• Directions
Rename "Query" to "Target" in the listing from its first line through the line with "column 1425, row 535", leaving everything else unchanged. Give back those lines only, without the pictures.

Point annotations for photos
____
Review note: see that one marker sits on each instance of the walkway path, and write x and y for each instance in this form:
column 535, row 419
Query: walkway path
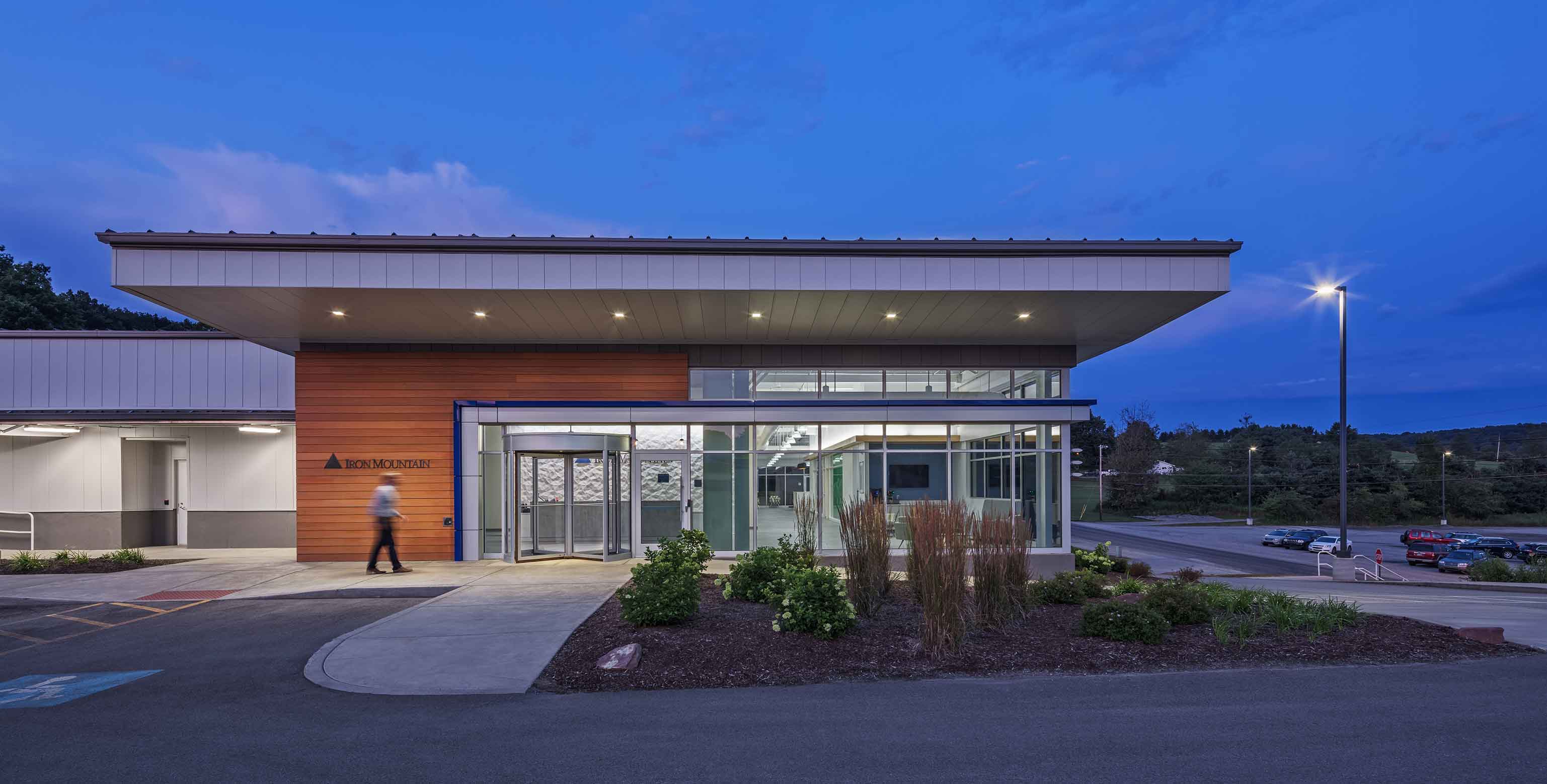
column 493, row 636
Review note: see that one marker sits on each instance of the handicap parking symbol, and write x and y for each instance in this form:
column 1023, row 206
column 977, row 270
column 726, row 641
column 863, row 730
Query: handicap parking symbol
column 41, row 692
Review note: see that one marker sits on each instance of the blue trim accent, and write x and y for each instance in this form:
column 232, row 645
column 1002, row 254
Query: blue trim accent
column 457, row 482
column 889, row 403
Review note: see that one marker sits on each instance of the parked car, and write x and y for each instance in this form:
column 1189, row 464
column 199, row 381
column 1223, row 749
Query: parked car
column 1461, row 560
column 1275, row 537
column 1497, row 546
column 1301, row 538
column 1533, row 551
column 1430, row 553
column 1326, row 545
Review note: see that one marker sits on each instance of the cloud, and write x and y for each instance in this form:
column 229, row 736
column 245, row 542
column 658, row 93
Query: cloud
column 1517, row 288
column 1142, row 42
column 222, row 189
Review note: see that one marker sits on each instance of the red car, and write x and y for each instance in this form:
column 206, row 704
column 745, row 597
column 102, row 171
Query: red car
column 1428, row 553
column 1425, row 535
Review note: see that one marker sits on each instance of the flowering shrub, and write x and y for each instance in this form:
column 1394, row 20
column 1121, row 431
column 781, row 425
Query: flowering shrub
column 814, row 602
column 758, row 576
column 1094, row 560
column 664, row 588
column 1119, row 620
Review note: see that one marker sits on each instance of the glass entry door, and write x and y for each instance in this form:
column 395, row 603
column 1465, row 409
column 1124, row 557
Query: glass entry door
column 664, row 506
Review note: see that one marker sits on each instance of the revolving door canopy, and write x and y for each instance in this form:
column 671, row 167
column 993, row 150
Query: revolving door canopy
column 570, row 497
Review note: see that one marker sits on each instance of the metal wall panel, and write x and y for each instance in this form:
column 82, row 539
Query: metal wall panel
column 124, row 373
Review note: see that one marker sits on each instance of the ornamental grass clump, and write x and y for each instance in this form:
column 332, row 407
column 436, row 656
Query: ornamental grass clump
column 998, row 571
column 664, row 590
column 867, row 553
column 940, row 560
column 814, row 602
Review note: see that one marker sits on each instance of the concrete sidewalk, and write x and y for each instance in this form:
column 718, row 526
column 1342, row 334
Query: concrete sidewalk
column 493, row 636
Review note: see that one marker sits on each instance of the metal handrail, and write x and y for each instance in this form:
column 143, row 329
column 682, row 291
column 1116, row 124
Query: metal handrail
column 32, row 528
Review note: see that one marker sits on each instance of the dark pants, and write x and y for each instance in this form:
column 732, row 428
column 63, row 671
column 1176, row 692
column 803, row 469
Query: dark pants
column 384, row 538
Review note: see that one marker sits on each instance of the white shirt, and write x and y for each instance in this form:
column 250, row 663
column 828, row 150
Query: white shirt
column 384, row 502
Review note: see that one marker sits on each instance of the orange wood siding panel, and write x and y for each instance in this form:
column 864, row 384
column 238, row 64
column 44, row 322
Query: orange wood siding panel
column 398, row 406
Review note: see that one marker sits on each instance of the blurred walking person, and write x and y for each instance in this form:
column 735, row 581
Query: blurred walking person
column 384, row 508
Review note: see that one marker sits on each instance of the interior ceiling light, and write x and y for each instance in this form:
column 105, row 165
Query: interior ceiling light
column 51, row 429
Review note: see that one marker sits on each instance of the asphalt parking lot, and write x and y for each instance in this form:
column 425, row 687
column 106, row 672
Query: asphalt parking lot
column 1238, row 550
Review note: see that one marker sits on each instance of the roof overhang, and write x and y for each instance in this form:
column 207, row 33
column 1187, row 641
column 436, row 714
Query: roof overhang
column 282, row 290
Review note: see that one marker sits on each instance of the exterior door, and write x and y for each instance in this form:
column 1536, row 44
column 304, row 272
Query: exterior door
column 664, row 506
column 180, row 497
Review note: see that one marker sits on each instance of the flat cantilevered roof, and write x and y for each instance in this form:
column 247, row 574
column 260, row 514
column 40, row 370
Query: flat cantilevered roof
column 284, row 290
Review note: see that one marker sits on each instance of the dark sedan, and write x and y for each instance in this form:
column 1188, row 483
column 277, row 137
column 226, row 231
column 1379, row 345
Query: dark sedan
column 1461, row 560
column 1497, row 546
column 1303, row 538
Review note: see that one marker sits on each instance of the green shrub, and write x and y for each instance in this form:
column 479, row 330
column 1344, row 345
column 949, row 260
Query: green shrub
column 758, row 576
column 127, row 556
column 816, row 603
column 1094, row 560
column 1490, row 571
column 664, row 588
column 27, row 562
column 1178, row 603
column 1121, row 620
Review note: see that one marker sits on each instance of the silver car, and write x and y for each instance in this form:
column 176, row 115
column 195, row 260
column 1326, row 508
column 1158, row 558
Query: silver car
column 1275, row 538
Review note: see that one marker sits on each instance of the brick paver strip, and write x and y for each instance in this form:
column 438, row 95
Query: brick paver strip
column 185, row 594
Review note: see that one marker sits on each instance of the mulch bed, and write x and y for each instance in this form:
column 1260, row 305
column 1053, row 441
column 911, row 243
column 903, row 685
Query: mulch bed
column 93, row 567
column 732, row 644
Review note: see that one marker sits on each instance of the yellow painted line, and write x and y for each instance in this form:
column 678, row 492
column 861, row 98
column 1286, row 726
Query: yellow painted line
column 83, row 620
column 137, row 607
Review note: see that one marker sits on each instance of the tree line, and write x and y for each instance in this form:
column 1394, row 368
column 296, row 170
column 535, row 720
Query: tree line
column 1489, row 472
column 30, row 302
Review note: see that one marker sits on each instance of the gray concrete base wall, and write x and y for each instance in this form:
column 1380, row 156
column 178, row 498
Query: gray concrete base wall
column 242, row 529
column 149, row 528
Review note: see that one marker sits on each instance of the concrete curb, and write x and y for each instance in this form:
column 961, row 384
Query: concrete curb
column 316, row 670
column 1509, row 588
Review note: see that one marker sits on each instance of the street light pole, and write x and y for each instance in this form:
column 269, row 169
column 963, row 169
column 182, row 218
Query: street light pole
column 1251, row 450
column 1101, row 480
column 1444, row 522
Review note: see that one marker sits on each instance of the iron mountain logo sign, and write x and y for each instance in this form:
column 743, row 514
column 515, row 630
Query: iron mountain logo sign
column 375, row 463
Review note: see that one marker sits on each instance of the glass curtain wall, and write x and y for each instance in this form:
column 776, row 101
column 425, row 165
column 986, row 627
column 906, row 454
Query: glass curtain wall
column 746, row 482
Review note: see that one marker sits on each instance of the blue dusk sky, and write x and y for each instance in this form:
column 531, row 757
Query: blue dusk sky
column 1395, row 146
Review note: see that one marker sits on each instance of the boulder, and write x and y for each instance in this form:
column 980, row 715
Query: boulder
column 1489, row 635
column 624, row 658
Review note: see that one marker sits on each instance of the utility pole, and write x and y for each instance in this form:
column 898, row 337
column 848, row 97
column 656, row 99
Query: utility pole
column 1251, row 450
column 1101, row 486
column 1444, row 522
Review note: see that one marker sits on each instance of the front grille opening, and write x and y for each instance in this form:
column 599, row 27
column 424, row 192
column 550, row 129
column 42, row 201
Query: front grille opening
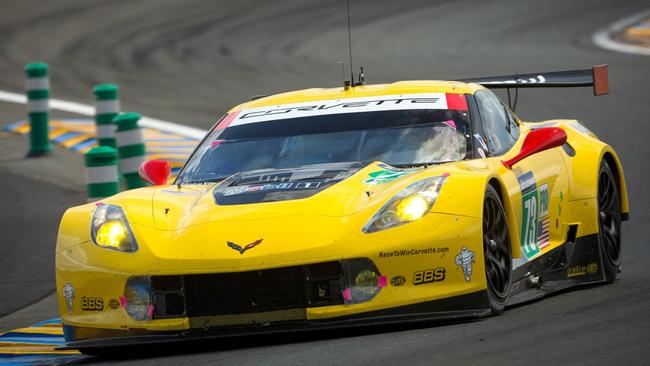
column 252, row 297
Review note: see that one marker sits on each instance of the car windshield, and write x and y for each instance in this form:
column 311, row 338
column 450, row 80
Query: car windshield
column 396, row 137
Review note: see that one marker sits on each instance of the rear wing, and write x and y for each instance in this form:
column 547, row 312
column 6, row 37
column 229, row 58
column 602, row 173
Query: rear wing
column 596, row 77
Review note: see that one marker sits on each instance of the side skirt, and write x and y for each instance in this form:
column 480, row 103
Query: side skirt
column 571, row 264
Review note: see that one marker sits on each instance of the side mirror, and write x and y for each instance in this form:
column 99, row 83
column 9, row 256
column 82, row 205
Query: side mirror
column 537, row 141
column 155, row 172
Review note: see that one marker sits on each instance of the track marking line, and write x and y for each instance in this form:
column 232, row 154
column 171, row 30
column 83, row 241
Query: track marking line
column 603, row 39
column 89, row 110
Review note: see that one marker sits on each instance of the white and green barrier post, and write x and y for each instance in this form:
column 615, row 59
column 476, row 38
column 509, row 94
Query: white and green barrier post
column 130, row 148
column 37, row 85
column 101, row 171
column 107, row 107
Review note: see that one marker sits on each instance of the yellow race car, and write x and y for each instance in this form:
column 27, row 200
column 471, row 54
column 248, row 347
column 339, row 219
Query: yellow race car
column 348, row 206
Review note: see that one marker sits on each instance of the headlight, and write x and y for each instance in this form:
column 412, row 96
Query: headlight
column 362, row 280
column 110, row 229
column 410, row 204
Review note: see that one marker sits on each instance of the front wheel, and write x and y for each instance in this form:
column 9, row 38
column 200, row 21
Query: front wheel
column 609, row 222
column 496, row 251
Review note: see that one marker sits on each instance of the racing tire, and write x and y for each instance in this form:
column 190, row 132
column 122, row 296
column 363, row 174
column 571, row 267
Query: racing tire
column 609, row 222
column 496, row 251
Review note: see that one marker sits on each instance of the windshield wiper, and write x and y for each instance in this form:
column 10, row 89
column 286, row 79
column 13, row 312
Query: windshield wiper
column 204, row 181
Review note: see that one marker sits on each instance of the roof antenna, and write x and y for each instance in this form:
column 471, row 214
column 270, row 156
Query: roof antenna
column 350, row 45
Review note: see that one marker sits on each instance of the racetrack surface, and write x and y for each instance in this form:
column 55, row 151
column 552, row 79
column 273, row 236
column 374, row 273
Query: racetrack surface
column 189, row 61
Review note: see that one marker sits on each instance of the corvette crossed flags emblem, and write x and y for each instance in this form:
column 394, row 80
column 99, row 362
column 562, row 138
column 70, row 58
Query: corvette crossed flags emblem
column 242, row 250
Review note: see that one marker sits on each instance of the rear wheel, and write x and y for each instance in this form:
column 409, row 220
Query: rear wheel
column 496, row 251
column 609, row 222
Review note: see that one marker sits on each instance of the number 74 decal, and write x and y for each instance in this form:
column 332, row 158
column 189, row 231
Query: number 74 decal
column 534, row 219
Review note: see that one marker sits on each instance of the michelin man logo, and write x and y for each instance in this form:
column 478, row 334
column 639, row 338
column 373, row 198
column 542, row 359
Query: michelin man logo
column 68, row 295
column 465, row 259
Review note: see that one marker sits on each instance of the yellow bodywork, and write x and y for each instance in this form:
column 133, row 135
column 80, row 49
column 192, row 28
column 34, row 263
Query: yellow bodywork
column 180, row 230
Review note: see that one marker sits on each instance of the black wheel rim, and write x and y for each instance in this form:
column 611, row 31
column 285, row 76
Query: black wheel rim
column 609, row 216
column 496, row 245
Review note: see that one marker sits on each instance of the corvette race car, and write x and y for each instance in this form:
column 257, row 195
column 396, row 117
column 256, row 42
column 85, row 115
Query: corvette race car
column 348, row 206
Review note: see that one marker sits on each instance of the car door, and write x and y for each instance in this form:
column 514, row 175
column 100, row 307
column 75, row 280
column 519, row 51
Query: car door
column 539, row 183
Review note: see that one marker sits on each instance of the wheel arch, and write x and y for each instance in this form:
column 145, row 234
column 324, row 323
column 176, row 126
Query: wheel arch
column 609, row 156
column 500, row 188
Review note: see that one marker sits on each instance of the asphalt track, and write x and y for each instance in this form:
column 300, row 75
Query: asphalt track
column 189, row 61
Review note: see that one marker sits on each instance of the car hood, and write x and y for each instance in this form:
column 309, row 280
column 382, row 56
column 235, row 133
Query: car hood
column 333, row 190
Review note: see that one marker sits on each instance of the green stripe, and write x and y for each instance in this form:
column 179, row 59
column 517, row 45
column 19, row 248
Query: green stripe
column 130, row 151
column 100, row 156
column 103, row 189
column 105, row 119
column 38, row 94
column 127, row 121
column 108, row 142
column 105, row 91
column 133, row 180
column 38, row 134
column 36, row 69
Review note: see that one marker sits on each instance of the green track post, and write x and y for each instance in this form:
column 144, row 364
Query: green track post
column 130, row 148
column 37, row 85
column 101, row 173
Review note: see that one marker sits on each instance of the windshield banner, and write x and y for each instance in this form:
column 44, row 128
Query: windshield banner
column 338, row 106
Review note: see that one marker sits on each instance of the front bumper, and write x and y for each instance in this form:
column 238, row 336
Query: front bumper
column 469, row 306
column 399, row 253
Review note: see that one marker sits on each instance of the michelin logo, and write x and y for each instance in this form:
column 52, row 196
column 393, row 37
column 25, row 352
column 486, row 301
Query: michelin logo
column 465, row 259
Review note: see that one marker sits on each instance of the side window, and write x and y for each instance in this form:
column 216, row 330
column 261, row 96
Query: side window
column 514, row 125
column 500, row 128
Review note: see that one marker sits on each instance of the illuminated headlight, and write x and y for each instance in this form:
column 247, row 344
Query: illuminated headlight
column 362, row 280
column 408, row 205
column 139, row 298
column 109, row 229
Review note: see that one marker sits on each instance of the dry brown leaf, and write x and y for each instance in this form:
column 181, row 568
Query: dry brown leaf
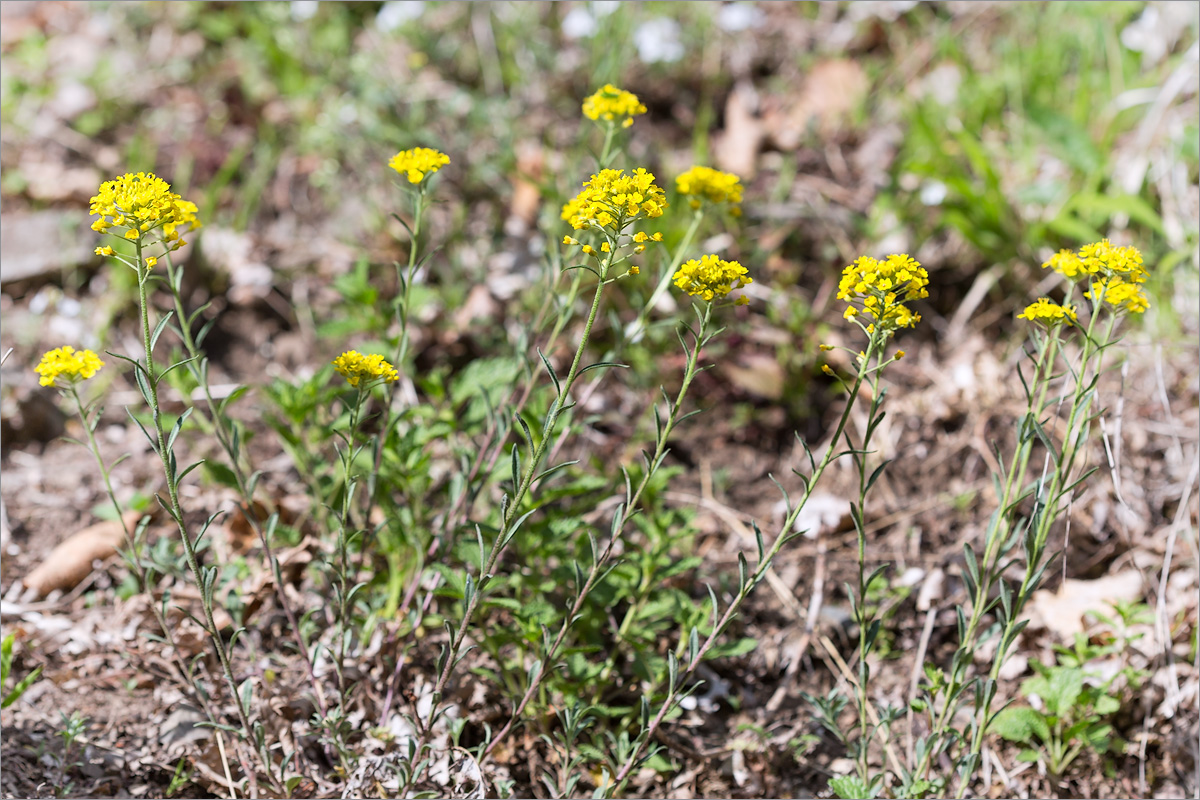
column 736, row 149
column 292, row 565
column 526, row 194
column 756, row 373
column 1062, row 612
column 831, row 91
column 71, row 561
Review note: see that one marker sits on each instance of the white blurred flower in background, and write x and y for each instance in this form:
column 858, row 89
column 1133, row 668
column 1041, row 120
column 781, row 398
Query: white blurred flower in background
column 303, row 10
column 579, row 23
column 658, row 40
column 735, row 17
column 395, row 13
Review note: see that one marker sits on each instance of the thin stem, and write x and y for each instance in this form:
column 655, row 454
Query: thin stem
column 1048, row 510
column 225, row 437
column 635, row 330
column 598, row 569
column 784, row 536
column 343, row 557
column 510, row 515
column 178, row 515
column 996, row 536
column 864, row 729
column 135, row 560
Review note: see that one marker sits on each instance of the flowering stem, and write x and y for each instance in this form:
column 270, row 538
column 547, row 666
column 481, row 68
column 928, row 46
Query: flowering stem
column 635, row 330
column 697, row 656
column 343, row 560
column 598, row 569
column 402, row 313
column 509, row 518
column 997, row 533
column 135, row 560
column 204, row 577
column 859, row 457
column 1047, row 511
column 198, row 367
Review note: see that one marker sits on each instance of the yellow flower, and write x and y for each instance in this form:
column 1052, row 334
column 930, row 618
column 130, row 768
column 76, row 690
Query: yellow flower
column 418, row 163
column 1048, row 312
column 611, row 103
column 1102, row 258
column 711, row 277
column 1066, row 263
column 613, row 199
column 357, row 367
column 141, row 203
column 1121, row 295
column 879, row 287
column 67, row 366
column 706, row 184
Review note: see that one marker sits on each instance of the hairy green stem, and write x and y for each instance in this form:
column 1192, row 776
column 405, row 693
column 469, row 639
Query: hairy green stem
column 135, row 559
column 510, row 515
column 178, row 515
column 225, row 437
column 784, row 536
column 630, row 506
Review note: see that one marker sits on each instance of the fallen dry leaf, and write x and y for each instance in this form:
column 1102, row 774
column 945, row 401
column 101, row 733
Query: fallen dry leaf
column 736, row 148
column 831, row 91
column 71, row 561
column 756, row 373
column 1062, row 612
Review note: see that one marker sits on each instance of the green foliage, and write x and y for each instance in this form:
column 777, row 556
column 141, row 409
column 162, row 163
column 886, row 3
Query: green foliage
column 1074, row 715
column 12, row 695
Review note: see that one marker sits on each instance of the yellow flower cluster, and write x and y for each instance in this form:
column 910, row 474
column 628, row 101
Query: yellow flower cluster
column 613, row 199
column 879, row 289
column 1049, row 312
column 1115, row 274
column 418, row 163
column 67, row 365
column 357, row 367
column 611, row 103
column 711, row 278
column 141, row 203
column 707, row 184
column 1121, row 295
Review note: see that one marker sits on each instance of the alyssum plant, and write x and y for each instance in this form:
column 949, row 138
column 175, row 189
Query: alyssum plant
column 1060, row 384
column 449, row 565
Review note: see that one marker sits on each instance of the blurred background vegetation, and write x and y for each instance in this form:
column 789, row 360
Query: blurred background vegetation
column 979, row 137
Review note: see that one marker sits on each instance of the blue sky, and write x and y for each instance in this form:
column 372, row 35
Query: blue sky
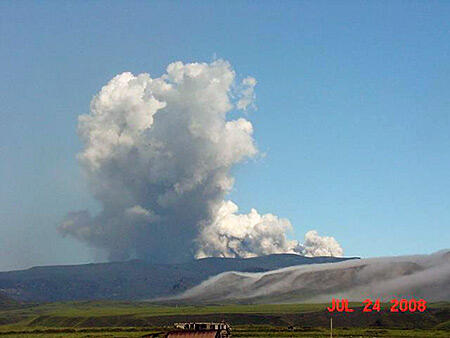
column 353, row 112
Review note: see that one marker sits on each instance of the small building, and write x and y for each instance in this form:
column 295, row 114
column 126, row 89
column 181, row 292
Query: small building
column 200, row 330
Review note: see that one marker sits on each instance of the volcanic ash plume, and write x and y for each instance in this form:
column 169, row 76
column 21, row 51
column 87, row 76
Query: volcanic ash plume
column 157, row 156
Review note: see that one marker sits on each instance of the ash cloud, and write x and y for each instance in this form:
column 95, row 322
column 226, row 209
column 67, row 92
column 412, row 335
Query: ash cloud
column 157, row 156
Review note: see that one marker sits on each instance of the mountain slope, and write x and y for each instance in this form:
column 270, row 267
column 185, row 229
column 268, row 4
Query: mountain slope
column 135, row 279
column 426, row 276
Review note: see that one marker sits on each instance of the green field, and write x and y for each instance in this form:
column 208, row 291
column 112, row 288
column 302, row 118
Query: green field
column 134, row 319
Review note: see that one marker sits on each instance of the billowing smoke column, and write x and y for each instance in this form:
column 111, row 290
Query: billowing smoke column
column 157, row 155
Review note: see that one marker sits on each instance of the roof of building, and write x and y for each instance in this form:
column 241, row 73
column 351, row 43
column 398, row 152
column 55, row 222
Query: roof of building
column 196, row 334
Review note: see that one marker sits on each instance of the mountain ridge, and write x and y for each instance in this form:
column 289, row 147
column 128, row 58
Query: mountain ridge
column 134, row 279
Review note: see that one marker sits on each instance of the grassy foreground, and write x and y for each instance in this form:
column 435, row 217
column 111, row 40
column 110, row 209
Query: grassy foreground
column 135, row 319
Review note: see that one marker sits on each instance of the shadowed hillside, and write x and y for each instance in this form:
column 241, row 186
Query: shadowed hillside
column 135, row 279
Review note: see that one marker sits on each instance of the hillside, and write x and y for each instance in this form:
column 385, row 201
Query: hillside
column 136, row 279
column 426, row 276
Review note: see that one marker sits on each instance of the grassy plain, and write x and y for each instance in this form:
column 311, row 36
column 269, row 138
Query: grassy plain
column 135, row 319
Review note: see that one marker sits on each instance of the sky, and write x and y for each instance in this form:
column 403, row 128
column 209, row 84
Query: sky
column 352, row 114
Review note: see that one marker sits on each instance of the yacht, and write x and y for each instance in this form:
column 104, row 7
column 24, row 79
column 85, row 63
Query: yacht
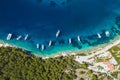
column 70, row 41
column 98, row 34
column 78, row 38
column 37, row 45
column 42, row 47
column 9, row 36
column 58, row 33
column 107, row 33
column 18, row 38
column 26, row 37
column 50, row 43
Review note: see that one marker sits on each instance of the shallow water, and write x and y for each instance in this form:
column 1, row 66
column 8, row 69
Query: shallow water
column 41, row 20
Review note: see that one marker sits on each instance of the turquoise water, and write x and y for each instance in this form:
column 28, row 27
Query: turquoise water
column 42, row 19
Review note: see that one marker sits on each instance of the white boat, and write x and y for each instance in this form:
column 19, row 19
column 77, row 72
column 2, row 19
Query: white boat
____
• Solution
Review note: see that one marker sits on each instance of the walkway path, and write x and y for each instance in this form:
column 535, row 419
Target: walkway path
column 493, row 636
Review note: see that one marker sits on each instance of the handicap parking symbol, and write x and y for each instance in this form:
column 1023, row 206
column 977, row 270
column 726, row 641
column 863, row 730
Target: handicap parking symbol
column 41, row 692
Review note: see that one marker sits on each instance of the blue trim accent, and write x and y for each instance in this form:
column 232, row 645
column 1002, row 254
Target: blue trim accent
column 457, row 482
column 889, row 403
Review note: see that one marker sits on each instance of the parked car, and write x and y for each instance in this form:
column 1189, row 464
column 199, row 381
column 1223, row 749
Target: parked car
column 1461, row 560
column 1275, row 537
column 1497, row 546
column 1301, row 538
column 1533, row 551
column 1430, row 553
column 1326, row 545
Review note: see that one marker sits on each instance of the cloud, and write x and y for each instance in this form:
column 229, row 736
column 245, row 542
column 658, row 93
Target: cloud
column 1517, row 288
column 1142, row 42
column 222, row 189
Review note: see that one marker sits on each instance of the red car, and write x and y for each instance in this form:
column 206, row 704
column 745, row 597
column 102, row 171
Target: red car
column 1428, row 553
column 1425, row 535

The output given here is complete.